**PROVIDED PASSAGE:**
- - - - - - -
ANI London, June 19 A group of scientists from University College London (UCL) and University Medical Center Gottingen have created a straightforward blood test that employs Artificial Intelligence (AI) to forecast Parkinson’s disease up to seven years before symptoms appear. Parkinson’s disease, which presently affects about 10 million people worldwide, is the neurological ailment with the greatest rate of growth in the world. The illness progresses over time and is brought on by the death of nerve cells in the substantia nigra, a region of the brain that regulates movement.
Because of the accumulation of the protein alpha-synuclein, these nerve cells degenerate or malfunction, losing their capacity to generate the vital neurotransmitter dopamine. Currently, people with Parkinson’s are treated with dopamine replacement therapy after they have already developed symptoms, such as tremor, slowness of movement and gait, and memory problems. But researchers believe that early prediction and diagnosis would be valuable for finding treatments that could slow or stop Parkinson’s by protecting the dopamine producing brain cells.
Senior author and Professor Kevin Mills (UCL Great Ormond Street Institute of Child Health) said, “As new therapies become available to treat Parkinson’s, we need to diagnose patients before they have developed the symptoms. We cannot regrow our brain cells and therefore we need to protect those that we have. “At present we are shutting the stab.
- - - - - - -
**MATERIAL SHOWN:**
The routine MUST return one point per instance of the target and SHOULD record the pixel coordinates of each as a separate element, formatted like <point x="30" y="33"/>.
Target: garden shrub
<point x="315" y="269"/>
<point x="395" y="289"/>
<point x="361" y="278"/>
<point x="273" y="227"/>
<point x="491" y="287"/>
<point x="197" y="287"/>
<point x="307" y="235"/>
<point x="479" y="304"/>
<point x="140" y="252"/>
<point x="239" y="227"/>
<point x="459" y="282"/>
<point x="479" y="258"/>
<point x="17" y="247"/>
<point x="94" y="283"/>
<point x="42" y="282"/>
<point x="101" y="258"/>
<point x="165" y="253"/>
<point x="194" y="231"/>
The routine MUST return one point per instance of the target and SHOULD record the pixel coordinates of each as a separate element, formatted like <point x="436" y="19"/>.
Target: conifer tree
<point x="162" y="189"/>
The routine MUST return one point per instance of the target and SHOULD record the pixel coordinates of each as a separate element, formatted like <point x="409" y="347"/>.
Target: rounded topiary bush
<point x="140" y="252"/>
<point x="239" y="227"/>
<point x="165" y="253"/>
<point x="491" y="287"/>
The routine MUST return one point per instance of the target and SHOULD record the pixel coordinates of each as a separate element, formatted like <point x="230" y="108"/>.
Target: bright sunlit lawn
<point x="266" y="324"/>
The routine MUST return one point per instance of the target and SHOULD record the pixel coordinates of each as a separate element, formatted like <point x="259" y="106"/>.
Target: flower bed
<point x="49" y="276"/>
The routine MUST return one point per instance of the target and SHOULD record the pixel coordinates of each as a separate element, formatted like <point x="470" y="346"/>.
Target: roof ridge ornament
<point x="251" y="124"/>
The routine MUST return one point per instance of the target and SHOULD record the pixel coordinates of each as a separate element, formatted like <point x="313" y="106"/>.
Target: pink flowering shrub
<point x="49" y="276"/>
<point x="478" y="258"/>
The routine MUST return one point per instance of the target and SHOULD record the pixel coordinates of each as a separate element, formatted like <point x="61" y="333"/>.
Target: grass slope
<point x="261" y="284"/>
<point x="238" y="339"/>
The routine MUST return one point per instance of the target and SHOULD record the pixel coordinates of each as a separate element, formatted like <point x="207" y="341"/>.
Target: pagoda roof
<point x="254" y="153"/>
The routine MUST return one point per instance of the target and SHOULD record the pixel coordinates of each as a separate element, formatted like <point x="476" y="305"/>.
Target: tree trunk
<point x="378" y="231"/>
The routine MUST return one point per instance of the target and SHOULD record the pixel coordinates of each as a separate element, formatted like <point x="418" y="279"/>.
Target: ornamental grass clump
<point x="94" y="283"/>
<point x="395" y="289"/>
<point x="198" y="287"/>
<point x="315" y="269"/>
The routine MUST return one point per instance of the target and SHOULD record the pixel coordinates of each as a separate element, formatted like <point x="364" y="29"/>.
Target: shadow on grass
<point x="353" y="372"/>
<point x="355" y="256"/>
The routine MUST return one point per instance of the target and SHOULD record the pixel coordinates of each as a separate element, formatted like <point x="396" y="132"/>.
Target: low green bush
- - - - - - -
**QUESTIONS ON THE MATERIAL:**
1: According to the Parkinson's blood test article, about how many people worldwide does Parkinson's disease currently affect?
2: Condense the paragraph in the Parkinson's blood test article that begins "Because of the accumulation of the protein alpha-synuclein" into a shorter version that keeps its main facts.
Answer using only the article on the Parkinson's blood test, not the data.

**ANSWERS:**
1: About 10 million people.

2: Accumulating alpha-synuclein causes these nerve cells to degenerate or malfunction and stop producing dopamine. Patients now receive dopamine replacement therapy only after symptoms such as tremor, slowed movement and gait, and memory problems appear. Researchers believe early prediction and diagnosis would help in finding treatments that slow or stop the disease by protecting dopamine-producing brain cells.